◆ Consignes:
a: Recopiez tout le passage de l'article sur la violence policière au Brésil, depuis « Après l'entrée en » jusqu'à « choqué les Brésiliens. » inclus.
b: Prolongez l'article sur la violence policière au Brésil en reprenant juste après sa dernière phrase.

◆ Extrait de page:
Brésil - Rétrospective 2019 | Violence policière, massacres et criminalisation de la pauvreté

Publié le 3 Janvier 2020

La police tue de plus en plus, il y a un nombre record de décès dans les prisons et l'affaire Marielle Franco n'est toujours pas résolue

Igor Carvalho

31 décembre 2019 11:05

Après l'entrée en fonction de Jair Bolsonaro en janvier de cette année et l'arrivée de l'ancien juge Sergio Moro au ministère de la Justice et de la Sécurité publique, la rhétorique de la truculence et de la violence a résonné au Brésil.

En 2019, le pays a connu des cas de brutalité et de violence policières qui ont choqué les Brésiliens.

São Paulo et Rio de Janeiro sont en tête du classement des cas emblématiques de létalité policière. Malgré la fin de l'alliance politique entre les gouverneurs Joao Doria (SP) et Wilson Witzel (RJ) et le président Jair Bolsonaro, le discours sur l'usage de la force comme forme de contrôle social a été maintenu.

Début décembre, une opération de police menée à Paraisópolis, l'une des plus grandes favelas de São Paulo, a suscité de vives critiques après que neuf personnes aient été tuées lors d'une descente des forces de l'ordre dans une fête funk, qui auraient poursuivi des suspects à moto. Cet épisode illustre parfaitement les actions de la police de São Paulo envers les communautés les plus pauvres du pays.

A Rio de Janeiro, le gouverneur Witzel a déclaré que la police devait " viser la tête et tirer " sur les suspects, même lorsqu'ils ne représentent pas une menace directe. Ses instructions semblent avoir eu un effet sur l'application de la loi. En dix mois, les agents de sécurité de l'État ont tué plus de personnes qu'au cours de toute autre année depuis 1998.

Et les atroces épisodes de violence dans les prisons du nord du Brésil ont également choqué le pays, mais représentent malheureusement une tragédie annoncée. Les massacres dans les prisons de Manaus, en Amazonie, et d'Altamira, au Pará, ont entraîné 112 exécutions. Les guerres de gangs pour contrôler les prisons révèlent la négligence du gouvernement et l'échec des politiques d'incarcération de masse.

◆ Données brutes:
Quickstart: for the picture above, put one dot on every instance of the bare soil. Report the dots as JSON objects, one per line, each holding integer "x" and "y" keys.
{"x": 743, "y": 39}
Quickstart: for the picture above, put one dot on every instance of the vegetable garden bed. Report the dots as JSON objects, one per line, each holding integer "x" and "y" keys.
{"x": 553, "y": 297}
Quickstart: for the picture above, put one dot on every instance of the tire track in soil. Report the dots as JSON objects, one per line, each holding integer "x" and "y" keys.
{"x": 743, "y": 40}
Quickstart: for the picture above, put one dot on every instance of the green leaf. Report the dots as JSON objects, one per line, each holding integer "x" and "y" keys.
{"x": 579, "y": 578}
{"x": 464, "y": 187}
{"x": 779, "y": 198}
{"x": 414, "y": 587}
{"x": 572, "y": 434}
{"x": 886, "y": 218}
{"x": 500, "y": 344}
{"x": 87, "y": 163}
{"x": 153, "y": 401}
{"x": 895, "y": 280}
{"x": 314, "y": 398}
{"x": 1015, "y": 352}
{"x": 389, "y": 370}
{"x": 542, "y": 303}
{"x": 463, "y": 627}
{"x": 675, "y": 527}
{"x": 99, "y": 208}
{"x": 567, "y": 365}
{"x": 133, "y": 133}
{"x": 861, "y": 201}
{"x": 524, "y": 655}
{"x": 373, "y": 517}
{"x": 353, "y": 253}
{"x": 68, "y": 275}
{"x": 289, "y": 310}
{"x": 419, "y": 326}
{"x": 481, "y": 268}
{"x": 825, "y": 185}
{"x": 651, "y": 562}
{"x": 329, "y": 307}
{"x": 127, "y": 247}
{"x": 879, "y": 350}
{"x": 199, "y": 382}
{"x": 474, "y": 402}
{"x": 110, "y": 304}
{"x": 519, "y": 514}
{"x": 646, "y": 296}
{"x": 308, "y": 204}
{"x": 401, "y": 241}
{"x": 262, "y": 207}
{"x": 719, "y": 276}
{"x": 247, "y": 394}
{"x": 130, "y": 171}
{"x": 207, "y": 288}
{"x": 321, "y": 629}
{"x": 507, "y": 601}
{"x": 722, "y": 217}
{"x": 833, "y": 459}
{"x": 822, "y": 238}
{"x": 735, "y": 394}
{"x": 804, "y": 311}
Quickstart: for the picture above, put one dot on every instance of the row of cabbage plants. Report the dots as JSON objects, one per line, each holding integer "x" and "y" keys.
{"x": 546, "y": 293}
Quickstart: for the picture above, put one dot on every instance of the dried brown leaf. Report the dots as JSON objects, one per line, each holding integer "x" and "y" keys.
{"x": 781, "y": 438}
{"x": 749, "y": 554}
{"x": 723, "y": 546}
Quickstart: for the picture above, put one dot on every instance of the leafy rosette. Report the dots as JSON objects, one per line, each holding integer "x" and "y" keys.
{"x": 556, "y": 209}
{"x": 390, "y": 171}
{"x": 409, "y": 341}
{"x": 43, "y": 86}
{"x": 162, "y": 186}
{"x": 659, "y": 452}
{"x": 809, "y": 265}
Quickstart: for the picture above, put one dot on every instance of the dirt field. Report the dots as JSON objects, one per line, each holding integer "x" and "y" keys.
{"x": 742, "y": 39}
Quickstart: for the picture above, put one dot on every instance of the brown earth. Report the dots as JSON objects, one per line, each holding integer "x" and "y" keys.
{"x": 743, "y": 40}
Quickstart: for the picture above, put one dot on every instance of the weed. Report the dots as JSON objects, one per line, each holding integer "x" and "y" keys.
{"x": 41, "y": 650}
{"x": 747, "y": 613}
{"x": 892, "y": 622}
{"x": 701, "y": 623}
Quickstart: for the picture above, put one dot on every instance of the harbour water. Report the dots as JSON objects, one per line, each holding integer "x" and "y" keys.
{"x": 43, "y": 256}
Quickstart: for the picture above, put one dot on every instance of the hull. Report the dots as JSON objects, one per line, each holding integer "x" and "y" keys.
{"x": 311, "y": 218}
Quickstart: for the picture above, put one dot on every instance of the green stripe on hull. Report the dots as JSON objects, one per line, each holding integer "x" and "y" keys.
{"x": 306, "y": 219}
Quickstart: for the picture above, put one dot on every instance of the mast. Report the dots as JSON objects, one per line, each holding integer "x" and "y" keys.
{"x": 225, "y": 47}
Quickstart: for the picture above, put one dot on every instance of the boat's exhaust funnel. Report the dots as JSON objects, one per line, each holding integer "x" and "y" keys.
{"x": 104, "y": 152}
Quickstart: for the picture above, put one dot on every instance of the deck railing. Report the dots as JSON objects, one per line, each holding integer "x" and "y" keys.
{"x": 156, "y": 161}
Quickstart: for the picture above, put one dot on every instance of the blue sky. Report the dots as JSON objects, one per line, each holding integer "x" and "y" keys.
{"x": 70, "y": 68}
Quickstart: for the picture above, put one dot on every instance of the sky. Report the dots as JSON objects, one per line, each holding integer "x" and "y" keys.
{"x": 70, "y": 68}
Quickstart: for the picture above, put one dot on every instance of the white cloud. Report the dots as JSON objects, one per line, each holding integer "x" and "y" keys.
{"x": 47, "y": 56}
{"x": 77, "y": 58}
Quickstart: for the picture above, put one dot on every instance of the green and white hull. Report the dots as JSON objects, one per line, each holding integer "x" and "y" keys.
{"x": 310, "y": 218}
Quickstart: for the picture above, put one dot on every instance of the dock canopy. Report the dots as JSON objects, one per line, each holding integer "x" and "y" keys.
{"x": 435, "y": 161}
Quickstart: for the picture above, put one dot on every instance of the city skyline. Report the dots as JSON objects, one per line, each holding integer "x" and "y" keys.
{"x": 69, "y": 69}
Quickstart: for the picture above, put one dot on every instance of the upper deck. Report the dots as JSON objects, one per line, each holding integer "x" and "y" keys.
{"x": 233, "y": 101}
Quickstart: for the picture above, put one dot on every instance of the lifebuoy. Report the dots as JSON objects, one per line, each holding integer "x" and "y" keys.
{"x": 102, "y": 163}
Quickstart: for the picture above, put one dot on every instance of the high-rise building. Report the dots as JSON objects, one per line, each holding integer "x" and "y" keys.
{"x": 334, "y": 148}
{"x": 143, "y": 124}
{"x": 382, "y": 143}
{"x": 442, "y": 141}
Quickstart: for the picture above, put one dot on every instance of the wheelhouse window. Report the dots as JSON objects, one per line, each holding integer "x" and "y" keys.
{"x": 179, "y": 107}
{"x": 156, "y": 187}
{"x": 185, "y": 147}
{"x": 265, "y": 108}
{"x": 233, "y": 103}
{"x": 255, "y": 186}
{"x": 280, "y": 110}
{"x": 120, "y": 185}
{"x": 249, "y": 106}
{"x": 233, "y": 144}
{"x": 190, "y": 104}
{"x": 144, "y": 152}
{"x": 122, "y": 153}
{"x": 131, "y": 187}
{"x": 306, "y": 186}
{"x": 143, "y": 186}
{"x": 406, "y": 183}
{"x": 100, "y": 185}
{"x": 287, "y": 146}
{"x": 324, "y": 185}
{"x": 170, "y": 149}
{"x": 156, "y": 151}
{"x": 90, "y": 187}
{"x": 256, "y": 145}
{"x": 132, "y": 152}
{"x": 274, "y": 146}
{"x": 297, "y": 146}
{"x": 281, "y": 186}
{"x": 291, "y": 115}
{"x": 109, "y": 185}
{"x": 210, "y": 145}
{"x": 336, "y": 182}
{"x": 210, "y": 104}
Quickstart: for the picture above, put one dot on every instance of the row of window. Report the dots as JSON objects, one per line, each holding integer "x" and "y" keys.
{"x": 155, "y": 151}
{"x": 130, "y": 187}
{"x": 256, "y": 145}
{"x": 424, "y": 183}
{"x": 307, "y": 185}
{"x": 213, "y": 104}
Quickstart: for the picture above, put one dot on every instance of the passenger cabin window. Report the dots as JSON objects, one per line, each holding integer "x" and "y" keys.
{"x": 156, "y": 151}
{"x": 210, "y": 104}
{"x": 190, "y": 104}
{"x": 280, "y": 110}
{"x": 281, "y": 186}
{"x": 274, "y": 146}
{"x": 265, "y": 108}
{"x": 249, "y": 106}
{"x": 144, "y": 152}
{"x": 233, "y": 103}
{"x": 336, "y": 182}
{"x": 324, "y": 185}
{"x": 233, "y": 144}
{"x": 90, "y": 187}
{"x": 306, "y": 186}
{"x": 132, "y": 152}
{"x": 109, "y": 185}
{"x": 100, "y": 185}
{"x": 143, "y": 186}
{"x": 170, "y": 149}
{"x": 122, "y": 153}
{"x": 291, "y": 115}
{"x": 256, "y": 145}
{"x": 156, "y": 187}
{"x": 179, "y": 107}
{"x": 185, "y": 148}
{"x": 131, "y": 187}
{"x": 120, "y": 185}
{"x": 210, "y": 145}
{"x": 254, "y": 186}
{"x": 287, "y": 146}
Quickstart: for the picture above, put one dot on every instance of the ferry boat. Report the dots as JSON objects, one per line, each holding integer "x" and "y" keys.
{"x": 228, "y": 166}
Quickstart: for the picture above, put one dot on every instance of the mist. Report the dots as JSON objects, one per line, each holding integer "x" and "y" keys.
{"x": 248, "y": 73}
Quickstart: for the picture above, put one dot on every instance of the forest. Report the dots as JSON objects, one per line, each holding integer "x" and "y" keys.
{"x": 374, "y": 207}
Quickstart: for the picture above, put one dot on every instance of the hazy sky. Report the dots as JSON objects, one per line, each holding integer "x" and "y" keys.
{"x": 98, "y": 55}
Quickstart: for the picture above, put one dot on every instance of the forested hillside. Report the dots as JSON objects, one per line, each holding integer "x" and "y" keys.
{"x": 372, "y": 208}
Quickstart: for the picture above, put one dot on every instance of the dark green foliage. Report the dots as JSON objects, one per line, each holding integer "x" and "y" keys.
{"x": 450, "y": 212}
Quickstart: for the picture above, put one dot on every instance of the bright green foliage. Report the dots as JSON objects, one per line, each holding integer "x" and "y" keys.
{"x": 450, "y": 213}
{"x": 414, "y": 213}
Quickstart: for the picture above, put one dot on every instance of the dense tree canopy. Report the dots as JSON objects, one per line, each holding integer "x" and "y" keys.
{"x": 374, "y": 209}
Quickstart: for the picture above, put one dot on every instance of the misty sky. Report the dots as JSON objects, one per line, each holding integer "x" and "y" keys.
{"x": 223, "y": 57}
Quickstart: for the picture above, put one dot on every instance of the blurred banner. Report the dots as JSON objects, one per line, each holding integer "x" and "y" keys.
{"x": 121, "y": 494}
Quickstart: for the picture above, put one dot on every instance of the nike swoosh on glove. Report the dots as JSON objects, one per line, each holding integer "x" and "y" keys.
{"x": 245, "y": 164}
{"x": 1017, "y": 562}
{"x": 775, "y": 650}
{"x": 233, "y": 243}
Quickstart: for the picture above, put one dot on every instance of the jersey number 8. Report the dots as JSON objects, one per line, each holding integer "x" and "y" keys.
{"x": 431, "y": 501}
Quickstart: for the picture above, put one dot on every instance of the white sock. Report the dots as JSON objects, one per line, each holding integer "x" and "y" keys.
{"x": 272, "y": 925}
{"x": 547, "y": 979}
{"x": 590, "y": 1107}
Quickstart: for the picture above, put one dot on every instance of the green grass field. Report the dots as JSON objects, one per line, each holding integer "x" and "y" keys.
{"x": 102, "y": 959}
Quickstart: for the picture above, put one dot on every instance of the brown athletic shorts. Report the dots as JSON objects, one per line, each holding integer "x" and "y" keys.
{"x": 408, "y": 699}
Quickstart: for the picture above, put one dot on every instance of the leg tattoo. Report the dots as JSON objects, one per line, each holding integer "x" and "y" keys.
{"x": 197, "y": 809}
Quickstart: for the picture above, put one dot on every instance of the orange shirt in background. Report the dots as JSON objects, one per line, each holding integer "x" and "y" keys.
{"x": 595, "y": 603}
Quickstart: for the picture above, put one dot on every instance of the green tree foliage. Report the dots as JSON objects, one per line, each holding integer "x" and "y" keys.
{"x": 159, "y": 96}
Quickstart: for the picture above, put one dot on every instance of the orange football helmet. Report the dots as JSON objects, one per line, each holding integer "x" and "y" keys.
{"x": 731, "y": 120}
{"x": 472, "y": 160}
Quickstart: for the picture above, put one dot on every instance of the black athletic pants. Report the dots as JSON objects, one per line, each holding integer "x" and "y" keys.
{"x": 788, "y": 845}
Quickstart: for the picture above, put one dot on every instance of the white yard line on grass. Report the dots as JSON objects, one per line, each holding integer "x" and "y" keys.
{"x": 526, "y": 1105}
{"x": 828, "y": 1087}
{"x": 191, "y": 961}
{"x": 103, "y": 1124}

◆ Réponses:
a:
Après l'entrée en fonction de Jair Bolsonaro en janvier de cette année et l'arrivée de l'ancien juge Sergio Moro au ministère de la Justice et de la Sécurité publique, la rhétorique de la truculence et de la violence a résonné au Brésil.

En 2019, le pays a connu des cas de brutalité et de violence policières qui ont choqué les Brésiliens.

b:
Au début de 2019, une fusillade dans une école de Suzano, une municipalité de la région métropolitaine de São Paulo, a donné un exemple de ce à quoi ressemblerait une société armée. L'administration de Jair Bolsonaro a tenté de faire adopter une loi permettant aux Brésiliens de posséder et de porter des armes, mais le Congrès du pays a rejeté le projet de loi.

Cette rétrospective portera sur les événements les plus importants en matière de sécurité publique au cours de la première année du gouvernement de Jair Bolsonaro.

L'affaire de l'assassinat de Marielle Franco

Près d'un an après l'assassinat de la conseillère Marielle Franco, la police et le parquet ont finalement rompu le silence de près de douze mois et arrêté, en mars, deux suspects, les ex policiers Ronnie Lessa et Elcio Queiroz.

Après l'arrestation des deux suspects, la police a noté qu'un ancien député de Rio de Janeiro, Domingos Brazão, serait le principal artisan de l'assassinat politique.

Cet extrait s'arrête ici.